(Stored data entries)

□ □ □

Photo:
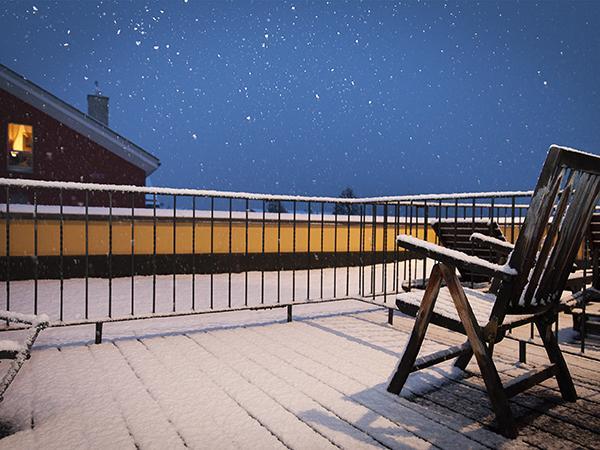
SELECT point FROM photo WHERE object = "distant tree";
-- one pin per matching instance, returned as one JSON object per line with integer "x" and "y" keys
{"x": 276, "y": 206}
{"x": 346, "y": 208}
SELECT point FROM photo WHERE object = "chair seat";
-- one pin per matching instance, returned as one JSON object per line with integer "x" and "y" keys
{"x": 444, "y": 312}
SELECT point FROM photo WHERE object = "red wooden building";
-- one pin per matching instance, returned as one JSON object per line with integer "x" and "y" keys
{"x": 45, "y": 138}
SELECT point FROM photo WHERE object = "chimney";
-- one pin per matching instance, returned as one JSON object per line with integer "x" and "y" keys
{"x": 98, "y": 107}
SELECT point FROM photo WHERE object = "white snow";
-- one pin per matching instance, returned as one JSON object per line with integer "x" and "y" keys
{"x": 10, "y": 346}
{"x": 492, "y": 240}
{"x": 460, "y": 256}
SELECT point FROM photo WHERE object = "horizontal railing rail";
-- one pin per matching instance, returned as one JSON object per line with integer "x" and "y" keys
{"x": 88, "y": 253}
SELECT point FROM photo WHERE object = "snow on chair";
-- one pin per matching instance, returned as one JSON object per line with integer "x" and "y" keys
{"x": 530, "y": 285}
{"x": 16, "y": 351}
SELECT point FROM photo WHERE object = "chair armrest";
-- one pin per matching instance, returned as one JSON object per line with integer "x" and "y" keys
{"x": 498, "y": 245}
{"x": 455, "y": 258}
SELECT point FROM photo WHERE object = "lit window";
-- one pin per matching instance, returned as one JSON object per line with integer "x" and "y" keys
{"x": 20, "y": 147}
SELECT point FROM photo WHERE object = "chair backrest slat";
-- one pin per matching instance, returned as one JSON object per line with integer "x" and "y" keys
{"x": 559, "y": 213}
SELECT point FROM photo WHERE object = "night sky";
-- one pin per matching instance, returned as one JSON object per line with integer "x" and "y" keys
{"x": 308, "y": 98}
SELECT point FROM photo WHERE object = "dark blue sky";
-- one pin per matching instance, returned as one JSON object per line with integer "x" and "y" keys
{"x": 310, "y": 97}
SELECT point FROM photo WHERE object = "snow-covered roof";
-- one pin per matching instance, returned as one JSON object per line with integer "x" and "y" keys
{"x": 43, "y": 100}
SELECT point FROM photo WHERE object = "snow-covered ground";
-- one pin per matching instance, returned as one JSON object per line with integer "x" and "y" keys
{"x": 228, "y": 291}
{"x": 248, "y": 379}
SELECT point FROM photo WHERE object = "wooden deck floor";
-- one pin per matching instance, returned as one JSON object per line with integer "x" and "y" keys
{"x": 318, "y": 382}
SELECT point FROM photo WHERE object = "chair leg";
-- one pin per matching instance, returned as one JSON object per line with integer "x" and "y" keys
{"x": 563, "y": 377}
{"x": 418, "y": 333}
{"x": 483, "y": 355}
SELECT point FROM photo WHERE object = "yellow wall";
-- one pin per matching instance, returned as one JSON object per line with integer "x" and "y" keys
{"x": 22, "y": 237}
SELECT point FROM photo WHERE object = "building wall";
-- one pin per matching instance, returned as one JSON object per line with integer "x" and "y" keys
{"x": 198, "y": 246}
{"x": 61, "y": 154}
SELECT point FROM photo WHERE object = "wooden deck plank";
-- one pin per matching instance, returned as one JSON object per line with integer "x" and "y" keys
{"x": 343, "y": 376}
{"x": 181, "y": 352}
{"x": 445, "y": 388}
{"x": 147, "y": 421}
{"x": 365, "y": 419}
{"x": 203, "y": 414}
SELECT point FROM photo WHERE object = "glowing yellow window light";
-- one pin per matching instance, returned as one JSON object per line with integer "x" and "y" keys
{"x": 20, "y": 147}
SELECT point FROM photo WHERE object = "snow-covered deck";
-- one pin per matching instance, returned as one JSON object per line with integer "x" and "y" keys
{"x": 250, "y": 380}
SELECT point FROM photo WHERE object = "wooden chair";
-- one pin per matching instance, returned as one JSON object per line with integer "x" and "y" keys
{"x": 588, "y": 306}
{"x": 16, "y": 351}
{"x": 457, "y": 235}
{"x": 530, "y": 288}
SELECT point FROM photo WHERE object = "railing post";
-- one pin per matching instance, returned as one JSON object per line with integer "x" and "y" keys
{"x": 523, "y": 352}
{"x": 98, "y": 338}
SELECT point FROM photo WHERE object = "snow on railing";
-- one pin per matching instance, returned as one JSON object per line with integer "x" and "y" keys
{"x": 69, "y": 185}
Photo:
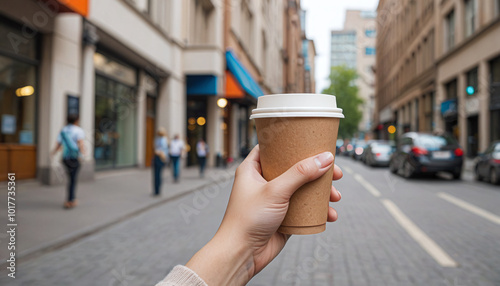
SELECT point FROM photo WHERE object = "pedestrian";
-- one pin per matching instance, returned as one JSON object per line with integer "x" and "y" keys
{"x": 70, "y": 139}
{"x": 160, "y": 158}
{"x": 202, "y": 151}
{"x": 247, "y": 239}
{"x": 176, "y": 149}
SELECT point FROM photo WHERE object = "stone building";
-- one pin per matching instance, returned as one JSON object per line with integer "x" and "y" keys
{"x": 354, "y": 47}
{"x": 439, "y": 69}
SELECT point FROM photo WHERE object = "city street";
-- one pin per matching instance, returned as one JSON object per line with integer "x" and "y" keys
{"x": 425, "y": 231}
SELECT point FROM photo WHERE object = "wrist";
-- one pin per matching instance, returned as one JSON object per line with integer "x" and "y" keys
{"x": 225, "y": 260}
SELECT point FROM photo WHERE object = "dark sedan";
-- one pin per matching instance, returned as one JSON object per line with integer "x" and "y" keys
{"x": 378, "y": 153}
{"x": 488, "y": 164}
{"x": 423, "y": 153}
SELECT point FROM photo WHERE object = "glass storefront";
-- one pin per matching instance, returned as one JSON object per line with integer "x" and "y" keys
{"x": 17, "y": 101}
{"x": 18, "y": 97}
{"x": 115, "y": 114}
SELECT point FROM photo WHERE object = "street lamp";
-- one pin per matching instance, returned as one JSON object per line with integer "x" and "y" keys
{"x": 222, "y": 102}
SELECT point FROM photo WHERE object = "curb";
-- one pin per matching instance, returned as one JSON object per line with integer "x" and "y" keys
{"x": 35, "y": 252}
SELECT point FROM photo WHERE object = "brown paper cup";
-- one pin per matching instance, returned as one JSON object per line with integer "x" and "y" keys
{"x": 285, "y": 141}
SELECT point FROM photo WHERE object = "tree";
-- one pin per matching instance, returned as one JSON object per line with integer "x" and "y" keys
{"x": 343, "y": 86}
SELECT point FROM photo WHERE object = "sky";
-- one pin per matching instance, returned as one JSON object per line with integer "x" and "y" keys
{"x": 322, "y": 16}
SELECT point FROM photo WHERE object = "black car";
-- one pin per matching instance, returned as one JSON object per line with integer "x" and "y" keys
{"x": 378, "y": 153}
{"x": 424, "y": 153}
{"x": 488, "y": 164}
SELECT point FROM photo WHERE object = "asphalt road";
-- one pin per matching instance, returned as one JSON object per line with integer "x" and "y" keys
{"x": 391, "y": 231}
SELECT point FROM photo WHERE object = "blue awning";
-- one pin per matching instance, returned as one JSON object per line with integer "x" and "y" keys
{"x": 242, "y": 75}
{"x": 201, "y": 85}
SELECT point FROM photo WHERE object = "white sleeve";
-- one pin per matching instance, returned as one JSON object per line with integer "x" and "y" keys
{"x": 182, "y": 276}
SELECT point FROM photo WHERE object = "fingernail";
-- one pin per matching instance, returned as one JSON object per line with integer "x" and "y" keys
{"x": 324, "y": 159}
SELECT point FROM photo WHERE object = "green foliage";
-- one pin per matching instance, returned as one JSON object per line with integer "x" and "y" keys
{"x": 343, "y": 86}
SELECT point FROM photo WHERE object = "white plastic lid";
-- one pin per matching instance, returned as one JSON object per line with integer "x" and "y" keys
{"x": 297, "y": 105}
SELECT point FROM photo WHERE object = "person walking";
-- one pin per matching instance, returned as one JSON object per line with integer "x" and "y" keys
{"x": 202, "y": 151}
{"x": 160, "y": 158}
{"x": 70, "y": 139}
{"x": 176, "y": 149}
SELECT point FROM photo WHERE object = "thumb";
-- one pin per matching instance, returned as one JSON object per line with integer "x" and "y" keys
{"x": 302, "y": 172}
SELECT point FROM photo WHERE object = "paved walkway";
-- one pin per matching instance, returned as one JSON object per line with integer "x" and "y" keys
{"x": 114, "y": 196}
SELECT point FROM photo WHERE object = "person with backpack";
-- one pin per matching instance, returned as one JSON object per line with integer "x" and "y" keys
{"x": 70, "y": 140}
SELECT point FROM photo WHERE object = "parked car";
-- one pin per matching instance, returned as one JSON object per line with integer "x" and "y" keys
{"x": 378, "y": 153}
{"x": 488, "y": 164}
{"x": 358, "y": 149}
{"x": 423, "y": 153}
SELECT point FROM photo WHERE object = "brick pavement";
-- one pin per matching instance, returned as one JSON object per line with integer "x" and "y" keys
{"x": 113, "y": 196}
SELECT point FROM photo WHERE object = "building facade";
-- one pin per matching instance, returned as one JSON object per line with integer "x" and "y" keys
{"x": 193, "y": 67}
{"x": 354, "y": 47}
{"x": 438, "y": 69}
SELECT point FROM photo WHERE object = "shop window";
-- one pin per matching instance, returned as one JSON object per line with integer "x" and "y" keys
{"x": 472, "y": 82}
{"x": 470, "y": 17}
{"x": 450, "y": 30}
{"x": 370, "y": 33}
{"x": 451, "y": 89}
{"x": 115, "y": 143}
{"x": 370, "y": 51}
{"x": 17, "y": 102}
{"x": 15, "y": 42}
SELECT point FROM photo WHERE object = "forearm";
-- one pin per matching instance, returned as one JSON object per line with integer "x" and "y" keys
{"x": 223, "y": 261}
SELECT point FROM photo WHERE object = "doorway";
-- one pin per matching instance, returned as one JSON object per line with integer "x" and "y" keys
{"x": 472, "y": 136}
{"x": 150, "y": 128}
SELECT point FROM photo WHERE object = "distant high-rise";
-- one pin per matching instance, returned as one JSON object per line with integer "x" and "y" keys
{"x": 354, "y": 47}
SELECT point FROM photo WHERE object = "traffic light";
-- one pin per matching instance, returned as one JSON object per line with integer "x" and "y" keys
{"x": 470, "y": 90}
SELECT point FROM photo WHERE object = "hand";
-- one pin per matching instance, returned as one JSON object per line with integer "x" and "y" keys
{"x": 247, "y": 239}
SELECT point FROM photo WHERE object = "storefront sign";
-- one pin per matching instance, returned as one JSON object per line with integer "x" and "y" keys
{"x": 449, "y": 108}
{"x": 8, "y": 124}
{"x": 385, "y": 115}
{"x": 76, "y": 6}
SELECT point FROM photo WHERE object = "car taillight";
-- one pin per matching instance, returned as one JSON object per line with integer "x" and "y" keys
{"x": 419, "y": 151}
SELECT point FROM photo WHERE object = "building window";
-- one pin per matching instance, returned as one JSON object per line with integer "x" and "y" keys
{"x": 470, "y": 17}
{"x": 201, "y": 31}
{"x": 141, "y": 5}
{"x": 450, "y": 30}
{"x": 115, "y": 142}
{"x": 370, "y": 51}
{"x": 451, "y": 89}
{"x": 472, "y": 82}
{"x": 370, "y": 33}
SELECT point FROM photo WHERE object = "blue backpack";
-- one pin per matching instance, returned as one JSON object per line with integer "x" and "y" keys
{"x": 71, "y": 150}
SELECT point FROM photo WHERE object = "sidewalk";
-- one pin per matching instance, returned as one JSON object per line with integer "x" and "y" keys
{"x": 114, "y": 196}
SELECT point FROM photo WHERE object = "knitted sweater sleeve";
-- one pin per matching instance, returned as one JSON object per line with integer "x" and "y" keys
{"x": 182, "y": 276}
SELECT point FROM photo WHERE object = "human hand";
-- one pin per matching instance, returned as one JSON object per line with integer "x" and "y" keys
{"x": 247, "y": 239}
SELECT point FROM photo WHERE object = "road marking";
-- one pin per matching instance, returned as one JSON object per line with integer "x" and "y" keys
{"x": 348, "y": 170}
{"x": 431, "y": 247}
{"x": 367, "y": 185}
{"x": 470, "y": 207}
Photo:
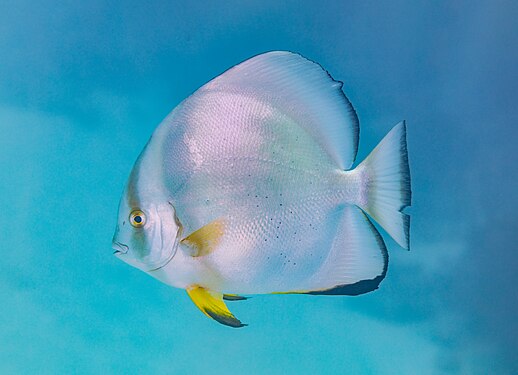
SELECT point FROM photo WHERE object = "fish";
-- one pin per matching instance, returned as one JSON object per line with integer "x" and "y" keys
{"x": 248, "y": 187}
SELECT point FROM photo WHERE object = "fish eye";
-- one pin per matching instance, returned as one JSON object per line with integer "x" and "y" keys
{"x": 137, "y": 218}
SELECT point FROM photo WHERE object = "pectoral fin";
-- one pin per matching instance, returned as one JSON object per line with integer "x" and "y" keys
{"x": 211, "y": 304}
{"x": 206, "y": 239}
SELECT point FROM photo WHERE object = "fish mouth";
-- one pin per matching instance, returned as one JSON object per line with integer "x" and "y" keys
{"x": 120, "y": 248}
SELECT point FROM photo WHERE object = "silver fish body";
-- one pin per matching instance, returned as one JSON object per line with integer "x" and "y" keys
{"x": 260, "y": 158}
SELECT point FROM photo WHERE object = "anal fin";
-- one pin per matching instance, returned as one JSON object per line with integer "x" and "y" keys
{"x": 357, "y": 261}
{"x": 211, "y": 304}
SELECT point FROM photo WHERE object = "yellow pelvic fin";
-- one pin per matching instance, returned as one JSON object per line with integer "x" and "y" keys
{"x": 211, "y": 304}
{"x": 233, "y": 297}
{"x": 206, "y": 239}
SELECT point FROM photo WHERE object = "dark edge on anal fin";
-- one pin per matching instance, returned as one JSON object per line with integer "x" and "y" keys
{"x": 230, "y": 321}
{"x": 362, "y": 286}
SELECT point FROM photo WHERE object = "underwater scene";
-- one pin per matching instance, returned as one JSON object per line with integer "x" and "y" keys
{"x": 334, "y": 192}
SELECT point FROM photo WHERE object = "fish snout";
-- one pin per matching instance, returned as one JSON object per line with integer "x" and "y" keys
{"x": 120, "y": 248}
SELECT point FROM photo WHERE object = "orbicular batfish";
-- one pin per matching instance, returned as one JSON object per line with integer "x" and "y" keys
{"x": 248, "y": 187}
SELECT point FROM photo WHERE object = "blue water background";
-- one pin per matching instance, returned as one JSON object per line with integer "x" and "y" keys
{"x": 82, "y": 87}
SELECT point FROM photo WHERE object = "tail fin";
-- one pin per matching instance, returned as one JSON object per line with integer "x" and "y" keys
{"x": 385, "y": 181}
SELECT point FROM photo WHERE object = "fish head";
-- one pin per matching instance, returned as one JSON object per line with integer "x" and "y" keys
{"x": 147, "y": 233}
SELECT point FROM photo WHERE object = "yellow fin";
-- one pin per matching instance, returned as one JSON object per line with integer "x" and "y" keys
{"x": 206, "y": 239}
{"x": 211, "y": 304}
{"x": 234, "y": 297}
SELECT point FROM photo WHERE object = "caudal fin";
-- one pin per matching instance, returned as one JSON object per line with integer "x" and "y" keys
{"x": 385, "y": 185}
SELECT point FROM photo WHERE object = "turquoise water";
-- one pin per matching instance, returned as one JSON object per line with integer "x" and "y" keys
{"x": 83, "y": 85}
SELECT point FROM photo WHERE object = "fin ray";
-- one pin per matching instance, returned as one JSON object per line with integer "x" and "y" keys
{"x": 357, "y": 261}
{"x": 386, "y": 175}
{"x": 303, "y": 90}
{"x": 205, "y": 240}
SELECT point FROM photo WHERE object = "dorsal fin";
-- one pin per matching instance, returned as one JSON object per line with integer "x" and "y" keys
{"x": 303, "y": 90}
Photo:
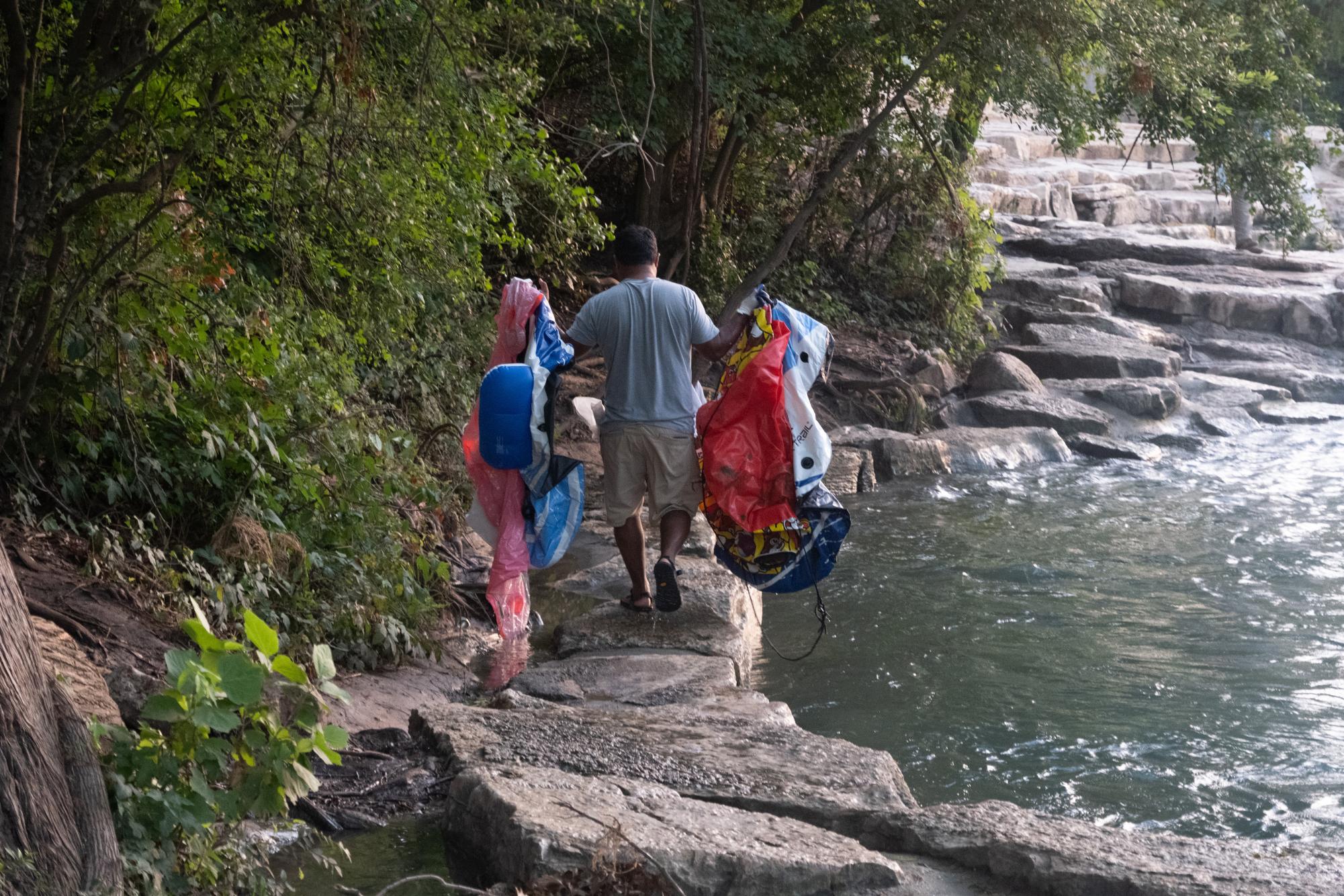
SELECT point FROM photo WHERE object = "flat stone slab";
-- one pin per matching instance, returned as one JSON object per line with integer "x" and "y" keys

□ □ □

■ What is asked
Report every line of the items above that contains the word "stone", treating uppercase and lowercase as different.

■ Expected answer
SELECT point FROM photo WHERE object = "stone building";
SELECT point FROM photo WHERE object = "flat stone slab";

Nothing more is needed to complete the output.